# Estratto del documento
Mercè questa contratta alleanza potè alla fine il re Liutprando muovere sicuramente la sua armata contro i duchi di Spoleto e di Benevento, e non ebbe a vincere alcuno ostacolo, imperocché i duchi di Benevento e di Spoleto, vuoi per essere stati colti alla sprovveduta, vuoi perchè abborrissero di guerreggiare contro i loro naturali signori, gli si arresero a discrezione, atteggiandosi a suoi tributarii, e non dubitando di sottomettersi a un giuramento di fedeltà, e a dargli, per mallevare l’adempimento della promessa, non pochi ostaggi. Indi Liutprando si volse contro Roma, e, a poca distanza da essa, congiunse le sue schiere a quelle dell’Esarca. Il papa vedendo venirgli addosso tanta ruina, conobbe il mal frutto della sua politica, e sulle prime si vide perduto, ma poi, fattosi animo, si attenne a un partito che avea dell’audace insieme e del prudente. Egli, preceduto e seguito da numeroso clero, si recò con gran pompa in mezzo al campo nemico, e pregò il re di levare l’assedio. Liutprando, che aveva l’animo pio, fu tocco dalle parole del pontefice, la cui virtù avea in grande stima, e anteponendo ad ogni mira ambiziosa
- «La riverenzia delle somme chiasi»

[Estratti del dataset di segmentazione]
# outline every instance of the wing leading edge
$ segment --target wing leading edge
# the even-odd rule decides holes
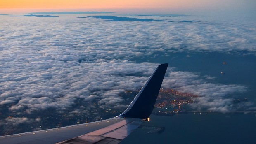
[[[1,144],[118,144],[152,112],[168,64],[155,70],[128,108],[109,119],[0,137]]]
[[[146,119],[149,116],[168,66],[168,63],[158,66],[128,108],[117,117]]]

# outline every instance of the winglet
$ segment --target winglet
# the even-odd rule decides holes
[[[168,66],[168,63],[159,65],[128,108],[117,117],[147,118],[154,108]]]

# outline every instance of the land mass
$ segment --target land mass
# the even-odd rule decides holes
[[[27,14],[114,14],[116,12],[32,12]]]
[[[50,15],[34,15],[34,14],[29,14],[24,15],[24,16],[17,16],[17,17],[59,17],[59,16],[53,16]]]

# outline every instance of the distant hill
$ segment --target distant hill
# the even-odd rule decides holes
[[[116,12],[32,12],[27,14],[114,14]]]
[[[53,16],[50,15],[34,15],[34,14],[29,14],[29,15],[24,15],[24,16],[16,16],[16,17],[59,17],[59,16]]]
[[[179,16],[190,16],[185,14],[167,14],[166,16],[163,15],[138,15],[132,16],[151,16],[151,17],[179,17]]]

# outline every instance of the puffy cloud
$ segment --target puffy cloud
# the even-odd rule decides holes
[[[71,109],[78,99],[125,107],[120,94],[141,88],[158,65],[148,60],[161,55],[183,51],[256,54],[254,23],[194,16],[154,18],[173,23],[76,16],[51,19],[50,22],[49,19],[3,19],[0,104],[13,103],[9,110],[21,114]],[[200,21],[179,22],[184,20]],[[247,87],[211,82],[213,79],[169,67],[163,87],[200,95],[192,105],[195,108],[223,112],[232,109],[225,96],[244,92]]]

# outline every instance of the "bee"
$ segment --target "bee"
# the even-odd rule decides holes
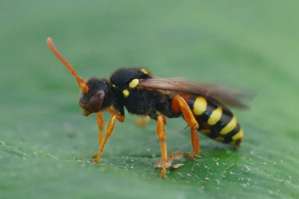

# Compito
Continua il brano su re Liutprando e l'assedio di Roma a partire dalle ultime parole riportate.

# Risposta al compito
gli si profferse servo ed amico, e, condottosi con lui nella chiesa di S. Pietro, depose ai piedi della tomba dell’Apostolo le sue armi e le insegne reali, e, ad esaudire ogni desiderio del pontefice, spese tutta la sua autorità per istabilire una pace durevole tra il papa e l’Esarca.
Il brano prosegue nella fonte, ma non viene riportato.